== What the task requires ==
Render the data below as a Markdown table with two columns, Row and Line, putting each nonblank line in its own numbered row.
**** The records ****
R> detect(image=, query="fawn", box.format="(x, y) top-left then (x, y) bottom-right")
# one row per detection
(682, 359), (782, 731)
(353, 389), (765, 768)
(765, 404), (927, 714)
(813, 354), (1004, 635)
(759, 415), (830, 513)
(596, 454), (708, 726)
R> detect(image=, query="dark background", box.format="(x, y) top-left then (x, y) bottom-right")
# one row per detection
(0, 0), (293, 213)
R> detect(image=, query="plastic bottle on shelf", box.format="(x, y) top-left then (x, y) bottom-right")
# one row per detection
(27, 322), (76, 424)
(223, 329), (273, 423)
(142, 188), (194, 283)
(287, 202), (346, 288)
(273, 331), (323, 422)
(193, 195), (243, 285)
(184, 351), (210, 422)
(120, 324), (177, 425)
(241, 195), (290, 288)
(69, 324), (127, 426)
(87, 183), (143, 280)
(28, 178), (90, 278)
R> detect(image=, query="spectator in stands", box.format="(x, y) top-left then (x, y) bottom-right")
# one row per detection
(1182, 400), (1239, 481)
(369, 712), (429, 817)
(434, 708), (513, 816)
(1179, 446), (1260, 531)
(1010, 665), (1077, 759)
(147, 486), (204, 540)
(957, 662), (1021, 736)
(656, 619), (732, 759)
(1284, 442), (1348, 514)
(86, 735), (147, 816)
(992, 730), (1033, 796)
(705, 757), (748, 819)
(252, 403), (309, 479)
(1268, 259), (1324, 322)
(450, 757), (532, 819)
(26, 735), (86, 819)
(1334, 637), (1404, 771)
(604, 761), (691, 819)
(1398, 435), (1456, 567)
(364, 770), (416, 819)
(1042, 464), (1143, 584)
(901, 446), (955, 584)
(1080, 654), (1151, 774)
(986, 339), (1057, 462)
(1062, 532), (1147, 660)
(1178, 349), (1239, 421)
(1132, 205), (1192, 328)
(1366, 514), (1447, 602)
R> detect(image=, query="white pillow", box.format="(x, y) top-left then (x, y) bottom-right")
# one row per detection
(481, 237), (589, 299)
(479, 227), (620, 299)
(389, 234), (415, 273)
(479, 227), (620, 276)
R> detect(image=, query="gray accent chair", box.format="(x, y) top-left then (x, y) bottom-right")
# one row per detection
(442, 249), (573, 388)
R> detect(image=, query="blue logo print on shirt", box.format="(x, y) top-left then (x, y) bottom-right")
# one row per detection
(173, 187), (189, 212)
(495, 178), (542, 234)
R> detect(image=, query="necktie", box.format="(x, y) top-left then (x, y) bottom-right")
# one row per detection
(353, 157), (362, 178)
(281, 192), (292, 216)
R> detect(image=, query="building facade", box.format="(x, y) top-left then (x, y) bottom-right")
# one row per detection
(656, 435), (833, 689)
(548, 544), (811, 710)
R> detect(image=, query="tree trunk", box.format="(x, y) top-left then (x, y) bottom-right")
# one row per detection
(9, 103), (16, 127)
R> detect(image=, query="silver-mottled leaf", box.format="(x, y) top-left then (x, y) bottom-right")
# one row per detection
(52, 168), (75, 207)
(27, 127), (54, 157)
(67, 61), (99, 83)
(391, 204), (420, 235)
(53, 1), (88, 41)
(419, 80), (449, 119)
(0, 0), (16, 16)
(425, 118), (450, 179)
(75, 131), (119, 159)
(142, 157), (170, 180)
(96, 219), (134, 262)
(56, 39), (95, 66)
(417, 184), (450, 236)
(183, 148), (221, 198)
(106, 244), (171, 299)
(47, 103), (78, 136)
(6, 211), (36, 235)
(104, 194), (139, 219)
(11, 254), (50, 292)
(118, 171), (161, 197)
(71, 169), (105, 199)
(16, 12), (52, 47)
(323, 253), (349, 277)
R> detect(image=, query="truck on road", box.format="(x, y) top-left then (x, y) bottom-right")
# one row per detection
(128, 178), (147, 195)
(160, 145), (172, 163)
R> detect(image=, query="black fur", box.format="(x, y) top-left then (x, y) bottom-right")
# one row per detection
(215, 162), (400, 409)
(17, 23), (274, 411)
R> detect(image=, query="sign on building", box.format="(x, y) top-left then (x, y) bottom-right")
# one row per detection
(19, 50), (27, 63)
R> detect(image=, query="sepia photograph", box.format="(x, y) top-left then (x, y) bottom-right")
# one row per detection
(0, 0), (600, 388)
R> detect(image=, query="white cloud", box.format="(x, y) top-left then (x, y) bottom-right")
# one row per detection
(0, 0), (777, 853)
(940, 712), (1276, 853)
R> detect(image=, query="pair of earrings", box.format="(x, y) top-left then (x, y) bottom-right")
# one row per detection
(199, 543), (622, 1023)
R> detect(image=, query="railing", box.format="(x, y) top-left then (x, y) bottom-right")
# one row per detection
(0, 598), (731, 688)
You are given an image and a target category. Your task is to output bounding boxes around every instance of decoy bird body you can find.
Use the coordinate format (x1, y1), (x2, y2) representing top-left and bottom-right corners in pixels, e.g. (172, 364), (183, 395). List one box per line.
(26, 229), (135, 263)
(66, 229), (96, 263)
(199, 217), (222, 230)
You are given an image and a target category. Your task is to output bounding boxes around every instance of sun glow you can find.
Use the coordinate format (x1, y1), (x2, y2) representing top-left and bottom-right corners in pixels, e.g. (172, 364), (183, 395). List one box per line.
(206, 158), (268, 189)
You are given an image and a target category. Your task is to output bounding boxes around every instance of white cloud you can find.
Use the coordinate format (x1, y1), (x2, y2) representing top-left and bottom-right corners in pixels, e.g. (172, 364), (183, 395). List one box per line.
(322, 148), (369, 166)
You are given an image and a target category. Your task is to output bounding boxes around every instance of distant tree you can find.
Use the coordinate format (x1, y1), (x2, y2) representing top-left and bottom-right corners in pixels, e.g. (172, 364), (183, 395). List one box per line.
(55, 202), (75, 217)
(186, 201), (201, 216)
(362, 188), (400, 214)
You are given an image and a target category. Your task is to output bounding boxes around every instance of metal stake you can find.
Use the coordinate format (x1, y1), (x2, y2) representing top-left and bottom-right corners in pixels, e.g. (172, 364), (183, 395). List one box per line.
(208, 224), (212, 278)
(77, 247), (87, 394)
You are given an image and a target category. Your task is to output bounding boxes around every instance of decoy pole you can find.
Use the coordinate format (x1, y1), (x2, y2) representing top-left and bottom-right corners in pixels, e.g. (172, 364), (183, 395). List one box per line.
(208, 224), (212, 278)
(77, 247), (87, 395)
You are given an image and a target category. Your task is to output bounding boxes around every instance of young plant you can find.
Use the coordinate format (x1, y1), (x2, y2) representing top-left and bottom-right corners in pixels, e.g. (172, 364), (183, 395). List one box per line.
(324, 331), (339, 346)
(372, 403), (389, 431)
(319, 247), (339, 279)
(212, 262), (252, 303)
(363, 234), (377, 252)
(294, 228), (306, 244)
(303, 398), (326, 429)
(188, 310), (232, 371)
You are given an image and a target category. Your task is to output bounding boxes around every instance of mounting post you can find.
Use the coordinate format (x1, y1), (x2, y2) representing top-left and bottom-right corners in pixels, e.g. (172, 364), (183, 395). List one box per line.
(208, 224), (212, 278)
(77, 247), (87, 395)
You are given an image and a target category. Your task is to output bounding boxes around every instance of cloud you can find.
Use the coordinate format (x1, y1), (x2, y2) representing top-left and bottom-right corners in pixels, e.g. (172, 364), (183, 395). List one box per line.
****
== Correct answer ==
| Row | Line |
|---|---|
| 1 | R> detect(image=, query="fawn", box.format="(x, y) top-left then (x, y) bottom-right") |
| 2 | # one row per detection |
| 3 | (682, 359), (782, 731) |
| 4 | (353, 389), (765, 768) |
| 5 | (765, 404), (927, 714) |
| 6 | (813, 354), (1004, 635) |
| 7 | (759, 415), (830, 513) |
| 8 | (596, 454), (708, 726) |
| 9 | R> detect(image=, query="dark background", box.format="(x, y) top-left then (x, y) bottom-right") |
| 10 | # one row per detection |
| 11 | (0, 0), (293, 213) |
| 12 | R> detect(image=, query="plastic bottle on shelf", box.format="(x, y) top-left then (x, y) bottom-right") |
| 13 | # one row per detection |
| 14 | (27, 322), (76, 424) |
| 15 | (223, 329), (273, 423) |
| 16 | (142, 188), (194, 283) |
| 17 | (287, 202), (346, 288) |
| 18 | (273, 331), (323, 422) |
| 19 | (193, 195), (243, 285) |
| 20 | (184, 351), (210, 422) |
| 21 | (120, 324), (177, 425) |
| 22 | (241, 195), (290, 288) |
| 23 | (69, 324), (127, 426) |
| 24 | (87, 183), (143, 280) |
| 25 | (28, 178), (90, 278) |
| 26 | R> detect(image=, query="spectator in stands", box.format="(x, y) top-left then (x, y) bottom-right") |
| 27 | # one row per detection |
| 28 | (1182, 400), (1239, 481) |
| 29 | (369, 712), (429, 817) |
| 30 | (434, 708), (513, 816) |
| 31 | (1179, 446), (1260, 531) |
| 32 | (1010, 665), (1077, 759) |
| 33 | (147, 486), (204, 540) |
| 34 | (957, 662), (1021, 736) |
| 35 | (656, 619), (732, 759) |
| 36 | (1284, 442), (1348, 514) |
| 37 | (86, 735), (147, 816) |
| 38 | (992, 730), (1033, 796) |
| 39 | (705, 757), (748, 819) |
| 40 | (252, 403), (309, 479) |
| 41 | (1268, 259), (1324, 322) |
| 42 | (450, 757), (532, 819) |
| 43 | (26, 735), (86, 819) |
| 44 | (1334, 637), (1404, 771) |
| 45 | (604, 761), (691, 819) |
| 46 | (1398, 435), (1456, 567) |
| 47 | (364, 770), (416, 819) |
| 48 | (1042, 464), (1143, 584) |
| 49 | (901, 446), (955, 584) |
| 50 | (1080, 654), (1151, 774) |
| 51 | (986, 339), (1057, 462) |
| 52 | (1062, 532), (1147, 660) |
| 53 | (1178, 349), (1239, 421) |
| 54 | (1132, 205), (1192, 328) |
| 55 | (1366, 514), (1447, 602) |
| 56 | R> detect(image=, query="white pillow", box.format="(x, y) top-left then (x, y) bottom-right") |
| 57 | # one row per detection |
| 58 | (481, 237), (589, 299) |
| 59 | (479, 227), (620, 299) |
| 60 | (389, 234), (415, 273) |
| 61 | (479, 227), (620, 276) |
| 62 | R> detect(image=, query="gray accent chair", box.format="(x, y) top-left then (x, y) bottom-right") |
| 63 | # one row per detection |
| 64 | (442, 249), (573, 388) |
| 65 | R> detect(image=, query="blue logo print on shirt", box.format="(x, y) top-left then (x, y) bottom-right") |
| 66 | # one row per detection |
| 67 | (173, 187), (189, 212) |
| 68 | (495, 178), (542, 234) |
| 69 | R> detect(image=, query="necktie", box.format="(x, y) top-left then (x, y) bottom-right") |
| 70 | # one row per detection |
| 71 | (353, 157), (362, 178) |
| 72 | (281, 192), (292, 216) |
| 73 | R> detect(image=, query="building facade", box.format="(x, y) top-left then (x, y) bottom-right") |
| 74 | # one row per detection |
| 75 | (656, 435), (833, 689) |
| 76 | (548, 544), (811, 710) |
| 77 | R> detect(image=, query="tree trunk", box.format="(x, y) top-left then (x, y) bottom-right") |
| 78 | # one row per detection |
| 79 | (9, 103), (16, 127) |
| 80 | R> detect(image=, query="silver-mottled leaf", box.format="(x, y) top-left then (x, y) bottom-right") |
| 81 | # one row per detection |
| 82 | (52, 168), (75, 207) |
| 83 | (27, 127), (54, 157) |
| 84 | (67, 61), (99, 83) |
| 85 | (391, 204), (420, 235) |
| 86 | (53, 1), (88, 41) |
| 87 | (419, 80), (449, 119) |
| 88 | (0, 0), (16, 16) |
| 89 | (425, 118), (450, 179) |
| 90 | (75, 131), (119, 159) |
| 91 | (142, 157), (170, 180) |
| 92 | (96, 219), (134, 262) |
| 93 | (56, 39), (95, 66) |
| 94 | (417, 184), (450, 236) |
| 95 | (183, 148), (221, 198) |
| 96 | (106, 244), (171, 299) |
| 97 | (47, 103), (78, 136) |
| 98 | (6, 211), (36, 235) |
| 99 | (104, 194), (139, 219) |
| 100 | (11, 254), (50, 292) |
| 101 | (118, 171), (161, 197) |
| 102 | (71, 169), (105, 199) |
| 103 | (16, 12), (52, 47) |
| 104 | (323, 253), (349, 277) |
| 105 | R> detect(image=, query="truck on road", box.format="(x, y) top-left then (x, y) bottom-right") |
| 106 | # one row per detection |
| 107 | (128, 178), (147, 195) |
| 108 | (160, 145), (172, 163) |
| 109 | R> detect(image=, query="black fur", box.format="(x, y) top-left then (x, y) bottom-right") |
| 110 | # one row per detection |
| 111 | (215, 162), (400, 409) |
| 112 | (17, 23), (274, 411) |
| 113 | R> detect(image=, query="sign on building", box.format="(x, y) top-left then (x, y) bottom-right") |
| 114 | # one row per detection |
| 115 | (19, 50), (27, 63) |
| 116 | R> detect(image=, query="sepia photograph", box.format="(x, y) top-left then (x, y) bottom-right") |
| 117 | # one row per detection |
| 118 | (0, 0), (600, 388) |
| 119 | R> detect(image=, query="white cloud", box.format="(x, y) top-left then (x, y) bottom-right") |
| 120 | # one row per detection |
| 121 | (0, 0), (777, 853) |
| 122 | (940, 712), (1276, 853) |
| 123 | R> detect(image=, query="pair of earrings", box.format="(x, y) top-left then (x, y) bottom-right") |
| 124 | # one row per detection |
| 125 | (199, 543), (622, 1023) |
| 126 | R> detect(image=, query="railing", box.format="(x, y) top-left then (x, y) bottom-right") |
| 127 | # one row per detection |
| 128 | (0, 598), (731, 688) |
| 129 | You are given an image and a target category. Your task is to output bounding boxes around every instance of decoy bird body you can find. |
| 130 | Use the coordinate format (x1, y1), (x2, y2) representing top-left and bottom-right corners in pixels, e.g. (172, 364), (183, 395). List one box per line. |
| 131 | (26, 229), (135, 263) |
| 132 | (66, 229), (96, 263) |
| 133 | (199, 217), (222, 230) |
| 134 | You are given an image and a target category. Your task is to output bounding boxes around every instance of sun glow you can find. |
| 135 | Use the coordinate format (x1, y1), (x2, y2) representing top-left and bottom-right corners in pixels, e.g. (172, 364), (183, 395). List one box per line. |
| 136 | (206, 158), (268, 189) |
| 137 | You are given an image and a target category. Your task is to output bounding boxes around every instance of white cloud you can find. |
| 138 | Use the coordinate format (x1, y1), (x2, y2) representing top-left and bottom-right corners in pixels, e.g. (172, 364), (183, 395). List one box per line. |
| 139 | (322, 148), (369, 166) |
| 140 | You are given an image and a target category. Your task is to output bounding boxes around every instance of distant tree you can find. |
| 141 | Use the coordinate format (x1, y1), (x2, y2) representing top-left and bottom-right corners in pixels, e.g. (172, 364), (183, 395). List one box per line. |
| 142 | (55, 202), (75, 217) |
| 143 | (186, 201), (201, 216) |
| 144 | (362, 188), (400, 214) |
| 145 | You are given an image and a target category. Your task is to output bounding boxes around every instance of metal stake you can find. |
| 146 | Use the coordinate format (x1, y1), (x2, y2) representing top-left and bottom-right corners in pixels, e.g. (172, 364), (183, 395). List one box per line. |
| 147 | (208, 224), (212, 278) |
| 148 | (77, 247), (87, 394) |
| 149 | You are given an image and a target category. Your task is to output bounding boxes around every instance of decoy pole you can find. |
| 150 | Use the coordinate format (x1, y1), (x2, y2) representing top-left and bottom-right corners in pixels, e.g. (172, 364), (183, 395). List one box per line. |
| 151 | (208, 224), (212, 278) |
| 152 | (77, 247), (87, 395) |
| 153 | You are given an image and a target category. Your task is to output bounding boxes around every instance of young plant you can find. |
| 154 | Use the coordinate format (x1, y1), (x2, y2) representing top-left and bottom-right corners in pixels, e.g. (172, 364), (183, 395). List one box per line. |
| 155 | (324, 331), (339, 346) |
| 156 | (372, 403), (389, 431) |
| 157 | (319, 247), (339, 279) |
| 158 | (212, 262), (252, 303) |
| 159 | (363, 234), (377, 252) |
| 160 | (294, 228), (306, 244) |
| 161 | (303, 398), (326, 429) |
| 162 | (188, 310), (232, 371) |
| 163 | You are given an image and a target category. Your task is to output bounding boxes around every instance of mounting post you can find. |
| 164 | Use the coordinate format (x1, y1), (x2, y2) representing top-left and bottom-right corners in pixels, e.g. (172, 364), (183, 395). List one box per line. |
| 165 | (208, 224), (212, 278) |
| 166 | (77, 247), (87, 395) |
| 167 | You are given an image and a target category. Your task is to output bounding boxes around every instance of cloud you can find. |
| 168 | Use the coordinate format (x1, y1), (x2, y2) representing top-left and bottom-right corners in pixels, e.g. (172, 364), (183, 395). List one box per line. |